Please report each line in the material below that contains the string "sleeve". Case matters.

— Start of Data supplied —

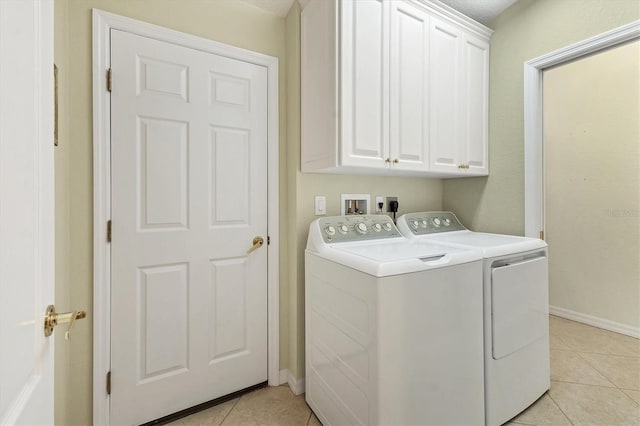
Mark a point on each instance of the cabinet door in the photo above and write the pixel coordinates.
(409, 138)
(445, 84)
(475, 103)
(364, 82)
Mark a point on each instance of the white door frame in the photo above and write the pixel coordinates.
(534, 220)
(103, 22)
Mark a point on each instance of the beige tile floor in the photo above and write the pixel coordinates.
(595, 380)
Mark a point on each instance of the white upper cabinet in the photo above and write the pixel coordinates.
(364, 75)
(459, 66)
(392, 87)
(409, 100)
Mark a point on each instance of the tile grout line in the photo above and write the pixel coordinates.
(588, 384)
(232, 408)
(559, 408)
(595, 368)
(629, 396)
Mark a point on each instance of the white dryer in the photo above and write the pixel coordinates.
(393, 327)
(516, 309)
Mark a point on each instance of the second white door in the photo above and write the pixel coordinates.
(189, 196)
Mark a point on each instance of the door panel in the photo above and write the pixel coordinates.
(475, 100)
(364, 82)
(409, 87)
(445, 60)
(189, 176)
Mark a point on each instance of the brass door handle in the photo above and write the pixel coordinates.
(257, 243)
(51, 319)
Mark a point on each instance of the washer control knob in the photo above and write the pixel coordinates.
(361, 227)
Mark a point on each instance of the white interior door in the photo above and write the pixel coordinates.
(189, 194)
(26, 211)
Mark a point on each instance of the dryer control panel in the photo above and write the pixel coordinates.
(430, 222)
(342, 229)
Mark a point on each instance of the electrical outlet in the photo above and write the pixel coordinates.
(389, 199)
(379, 203)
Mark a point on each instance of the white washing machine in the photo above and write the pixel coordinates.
(516, 309)
(393, 327)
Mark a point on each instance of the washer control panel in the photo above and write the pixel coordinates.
(340, 229)
(431, 222)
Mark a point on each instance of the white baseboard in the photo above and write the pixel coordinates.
(297, 385)
(595, 321)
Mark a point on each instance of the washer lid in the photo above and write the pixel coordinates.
(396, 257)
(492, 245)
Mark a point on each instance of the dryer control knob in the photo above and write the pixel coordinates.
(361, 227)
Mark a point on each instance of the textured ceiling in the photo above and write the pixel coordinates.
(482, 11)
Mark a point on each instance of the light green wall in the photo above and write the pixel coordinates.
(592, 184)
(528, 29)
(228, 21)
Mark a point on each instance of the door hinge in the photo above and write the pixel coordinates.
(109, 80)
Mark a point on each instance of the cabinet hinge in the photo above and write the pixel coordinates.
(109, 80)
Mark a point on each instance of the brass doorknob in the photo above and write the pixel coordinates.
(52, 318)
(257, 243)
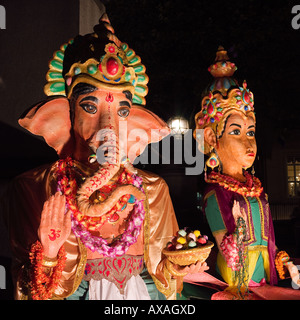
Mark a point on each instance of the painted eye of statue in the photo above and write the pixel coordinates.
(251, 133)
(89, 108)
(235, 132)
(123, 112)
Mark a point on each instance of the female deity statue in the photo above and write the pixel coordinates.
(236, 206)
(91, 226)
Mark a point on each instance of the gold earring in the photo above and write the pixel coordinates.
(213, 161)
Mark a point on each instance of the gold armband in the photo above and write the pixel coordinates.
(49, 262)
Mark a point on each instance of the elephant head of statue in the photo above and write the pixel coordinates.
(96, 110)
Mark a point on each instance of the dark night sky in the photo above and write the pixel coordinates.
(177, 41)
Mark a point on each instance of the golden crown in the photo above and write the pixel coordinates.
(119, 66)
(225, 95)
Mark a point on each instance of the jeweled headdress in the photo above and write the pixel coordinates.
(99, 59)
(223, 96)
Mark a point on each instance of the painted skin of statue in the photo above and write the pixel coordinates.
(233, 196)
(102, 213)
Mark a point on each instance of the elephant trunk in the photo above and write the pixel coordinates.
(107, 153)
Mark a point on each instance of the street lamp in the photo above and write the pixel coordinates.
(178, 125)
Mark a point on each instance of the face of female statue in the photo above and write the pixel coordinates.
(237, 146)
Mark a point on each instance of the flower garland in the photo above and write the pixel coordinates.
(251, 188)
(42, 285)
(67, 185)
(280, 260)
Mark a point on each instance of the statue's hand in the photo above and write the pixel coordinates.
(55, 225)
(237, 212)
(294, 273)
(193, 268)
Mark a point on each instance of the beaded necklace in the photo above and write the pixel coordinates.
(251, 188)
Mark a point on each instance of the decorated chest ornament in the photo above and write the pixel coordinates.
(101, 61)
(224, 95)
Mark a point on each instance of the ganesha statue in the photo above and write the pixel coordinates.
(90, 225)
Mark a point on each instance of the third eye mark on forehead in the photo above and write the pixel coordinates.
(90, 98)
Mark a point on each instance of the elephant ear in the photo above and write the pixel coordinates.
(51, 120)
(143, 127)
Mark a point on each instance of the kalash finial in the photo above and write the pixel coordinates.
(222, 70)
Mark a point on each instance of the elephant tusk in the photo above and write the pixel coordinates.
(97, 210)
(102, 176)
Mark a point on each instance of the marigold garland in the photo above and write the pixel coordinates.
(281, 258)
(42, 285)
(68, 186)
(251, 188)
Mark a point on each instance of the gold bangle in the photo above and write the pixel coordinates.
(48, 262)
(173, 271)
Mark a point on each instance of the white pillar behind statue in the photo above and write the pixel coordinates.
(90, 11)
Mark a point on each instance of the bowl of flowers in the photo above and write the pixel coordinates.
(188, 247)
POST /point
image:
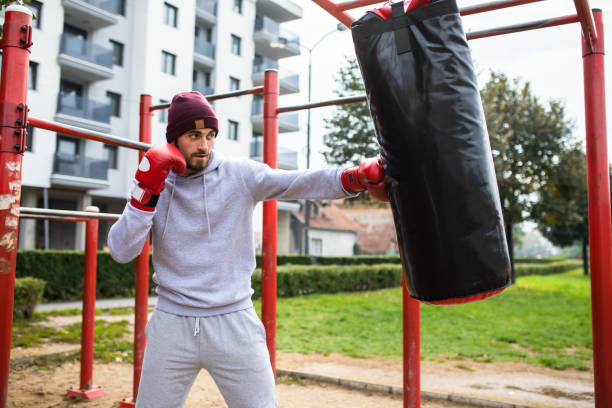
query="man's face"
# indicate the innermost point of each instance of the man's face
(196, 145)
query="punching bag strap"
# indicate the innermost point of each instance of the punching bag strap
(402, 34)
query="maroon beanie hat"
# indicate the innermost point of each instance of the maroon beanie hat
(189, 110)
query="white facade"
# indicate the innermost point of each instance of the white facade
(74, 76)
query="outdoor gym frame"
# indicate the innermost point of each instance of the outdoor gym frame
(13, 117)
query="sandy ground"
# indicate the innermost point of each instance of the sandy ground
(516, 383)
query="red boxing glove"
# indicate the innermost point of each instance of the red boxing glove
(368, 176)
(152, 173)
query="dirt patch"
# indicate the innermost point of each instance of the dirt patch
(516, 383)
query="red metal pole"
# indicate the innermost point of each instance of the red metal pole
(268, 255)
(86, 388)
(332, 9)
(599, 213)
(142, 268)
(412, 349)
(16, 42)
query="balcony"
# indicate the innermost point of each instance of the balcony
(289, 81)
(204, 53)
(84, 61)
(287, 122)
(206, 12)
(279, 10)
(287, 158)
(203, 89)
(92, 14)
(78, 111)
(267, 32)
(79, 172)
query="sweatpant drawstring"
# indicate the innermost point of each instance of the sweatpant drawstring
(196, 328)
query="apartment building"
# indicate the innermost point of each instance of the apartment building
(92, 59)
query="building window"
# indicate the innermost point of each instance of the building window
(316, 247)
(170, 13)
(115, 101)
(234, 84)
(35, 7)
(110, 154)
(67, 146)
(238, 6)
(232, 130)
(168, 62)
(29, 138)
(117, 52)
(235, 46)
(32, 75)
(163, 113)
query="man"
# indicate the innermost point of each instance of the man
(199, 205)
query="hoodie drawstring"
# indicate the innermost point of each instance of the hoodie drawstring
(196, 328)
(206, 205)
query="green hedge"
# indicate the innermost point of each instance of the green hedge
(546, 268)
(303, 280)
(28, 293)
(62, 271)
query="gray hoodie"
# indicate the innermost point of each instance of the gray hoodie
(203, 252)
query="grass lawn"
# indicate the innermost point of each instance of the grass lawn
(543, 320)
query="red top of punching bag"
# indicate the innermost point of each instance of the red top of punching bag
(385, 11)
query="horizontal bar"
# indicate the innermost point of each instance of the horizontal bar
(88, 134)
(67, 213)
(340, 101)
(550, 22)
(586, 20)
(348, 5)
(493, 5)
(50, 218)
(214, 97)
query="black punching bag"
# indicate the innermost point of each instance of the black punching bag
(439, 172)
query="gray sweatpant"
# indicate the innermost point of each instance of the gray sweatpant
(231, 347)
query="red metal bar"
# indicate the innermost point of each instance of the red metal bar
(493, 5)
(599, 213)
(142, 267)
(332, 9)
(550, 22)
(412, 349)
(268, 252)
(16, 42)
(348, 5)
(586, 21)
(339, 101)
(88, 134)
(86, 388)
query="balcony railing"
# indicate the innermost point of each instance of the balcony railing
(287, 158)
(71, 104)
(261, 63)
(112, 6)
(77, 47)
(205, 48)
(209, 6)
(203, 89)
(80, 166)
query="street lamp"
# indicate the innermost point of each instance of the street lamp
(282, 42)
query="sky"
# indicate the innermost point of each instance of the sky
(550, 59)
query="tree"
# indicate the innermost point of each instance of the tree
(561, 213)
(527, 138)
(351, 136)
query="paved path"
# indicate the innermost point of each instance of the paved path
(100, 304)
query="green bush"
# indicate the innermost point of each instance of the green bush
(28, 293)
(546, 268)
(539, 260)
(303, 280)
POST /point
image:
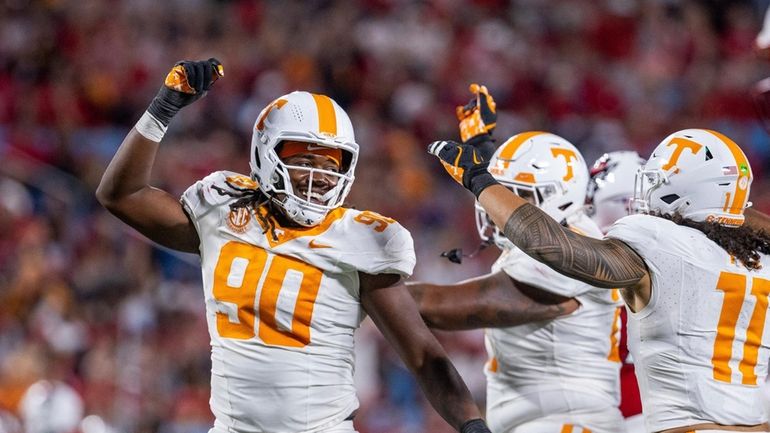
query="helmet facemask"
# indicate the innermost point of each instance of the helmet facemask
(306, 207)
(699, 174)
(306, 118)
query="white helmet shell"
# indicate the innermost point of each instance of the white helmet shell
(700, 174)
(305, 117)
(544, 166)
(611, 186)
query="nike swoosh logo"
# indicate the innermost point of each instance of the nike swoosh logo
(313, 244)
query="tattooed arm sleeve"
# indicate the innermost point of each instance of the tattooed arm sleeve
(607, 263)
(491, 301)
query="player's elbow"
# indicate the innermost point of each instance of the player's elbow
(109, 195)
(106, 195)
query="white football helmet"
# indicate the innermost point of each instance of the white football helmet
(611, 186)
(310, 118)
(542, 166)
(700, 174)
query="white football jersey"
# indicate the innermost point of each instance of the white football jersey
(282, 305)
(700, 345)
(577, 353)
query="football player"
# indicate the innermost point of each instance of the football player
(610, 190)
(552, 340)
(288, 273)
(692, 268)
(611, 187)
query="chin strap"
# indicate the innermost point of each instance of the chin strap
(456, 255)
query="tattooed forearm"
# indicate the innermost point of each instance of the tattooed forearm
(602, 263)
(491, 301)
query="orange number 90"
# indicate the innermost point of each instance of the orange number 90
(240, 271)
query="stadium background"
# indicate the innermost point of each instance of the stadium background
(86, 302)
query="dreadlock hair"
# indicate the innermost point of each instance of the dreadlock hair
(744, 243)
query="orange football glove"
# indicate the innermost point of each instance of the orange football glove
(464, 163)
(185, 83)
(478, 117)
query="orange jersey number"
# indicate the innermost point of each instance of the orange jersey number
(734, 287)
(241, 270)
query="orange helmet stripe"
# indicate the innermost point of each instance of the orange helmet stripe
(278, 103)
(512, 145)
(744, 171)
(327, 118)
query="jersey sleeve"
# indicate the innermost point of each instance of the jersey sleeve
(521, 267)
(379, 249)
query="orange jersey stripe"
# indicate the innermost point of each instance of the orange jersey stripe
(327, 118)
(744, 171)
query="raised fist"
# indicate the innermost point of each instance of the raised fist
(478, 117)
(185, 83)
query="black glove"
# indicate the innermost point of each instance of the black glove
(186, 83)
(476, 425)
(464, 164)
(478, 119)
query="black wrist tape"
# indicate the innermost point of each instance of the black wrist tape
(476, 425)
(477, 179)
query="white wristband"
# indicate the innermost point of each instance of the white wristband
(150, 127)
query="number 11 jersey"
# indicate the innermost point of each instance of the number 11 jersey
(701, 344)
(282, 305)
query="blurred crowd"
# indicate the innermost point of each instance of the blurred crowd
(97, 324)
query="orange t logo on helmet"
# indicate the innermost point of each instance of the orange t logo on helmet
(681, 144)
(569, 156)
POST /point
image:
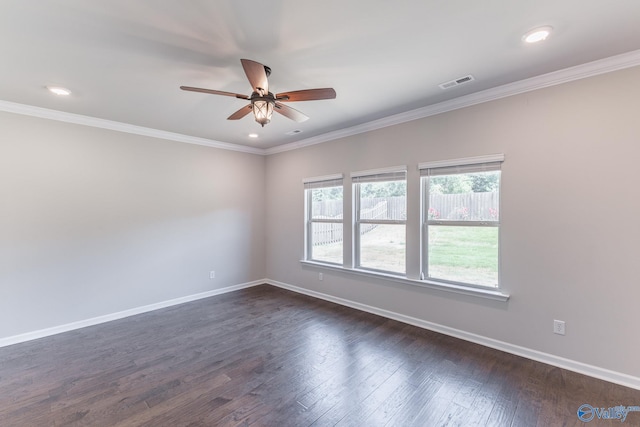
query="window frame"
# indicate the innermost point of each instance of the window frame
(453, 167)
(328, 181)
(369, 176)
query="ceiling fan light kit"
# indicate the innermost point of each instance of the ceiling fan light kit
(264, 103)
(262, 107)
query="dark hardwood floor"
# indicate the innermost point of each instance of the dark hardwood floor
(269, 357)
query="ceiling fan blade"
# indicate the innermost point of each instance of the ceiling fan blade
(307, 95)
(240, 113)
(257, 76)
(213, 92)
(289, 112)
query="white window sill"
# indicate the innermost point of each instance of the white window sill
(493, 294)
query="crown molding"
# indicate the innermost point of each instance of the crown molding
(590, 69)
(578, 72)
(61, 116)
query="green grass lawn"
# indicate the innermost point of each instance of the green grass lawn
(460, 254)
(464, 254)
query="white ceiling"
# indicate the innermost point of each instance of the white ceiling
(124, 60)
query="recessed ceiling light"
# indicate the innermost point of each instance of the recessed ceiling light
(537, 35)
(59, 90)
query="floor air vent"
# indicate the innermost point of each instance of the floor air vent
(457, 82)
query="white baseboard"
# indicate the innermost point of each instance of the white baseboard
(16, 339)
(550, 359)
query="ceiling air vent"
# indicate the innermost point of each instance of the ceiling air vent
(457, 82)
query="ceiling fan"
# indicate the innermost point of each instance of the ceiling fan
(264, 103)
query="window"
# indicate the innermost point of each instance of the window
(380, 220)
(461, 220)
(323, 213)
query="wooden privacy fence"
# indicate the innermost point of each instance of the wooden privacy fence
(465, 206)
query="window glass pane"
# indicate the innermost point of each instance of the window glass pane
(327, 242)
(326, 203)
(464, 197)
(464, 254)
(383, 200)
(382, 247)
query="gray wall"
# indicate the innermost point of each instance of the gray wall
(570, 205)
(93, 222)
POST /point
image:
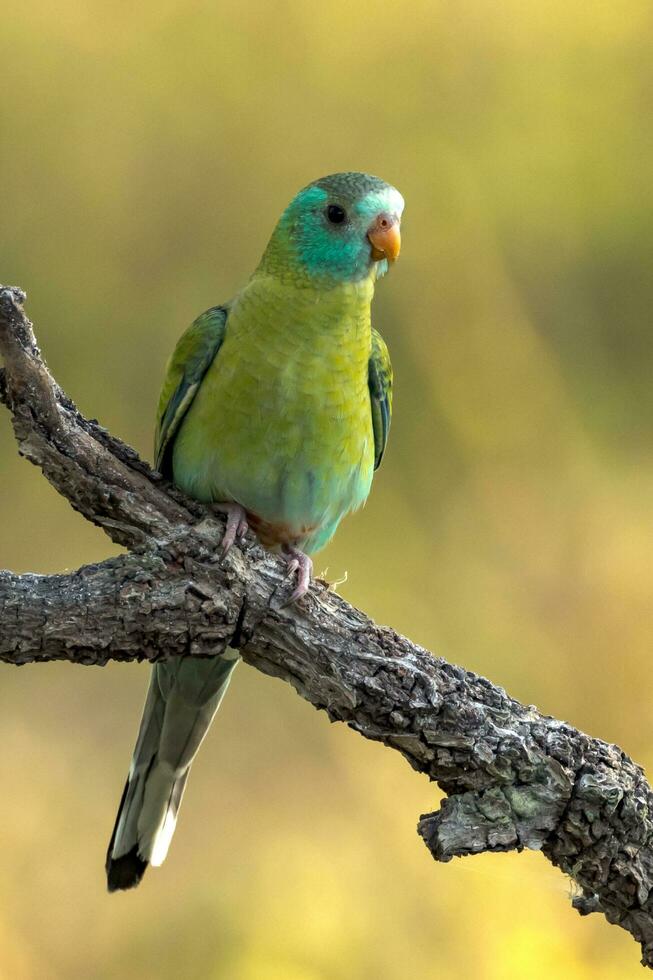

— End of Data supplied —

**Exercise result:**
query="tattooed arm sleeve"
# indicate the innermost point of each instance of the tattooed arm sleeve
query="jersey sleeve"
# indicate the innermost point of each instance of the jersey sleeve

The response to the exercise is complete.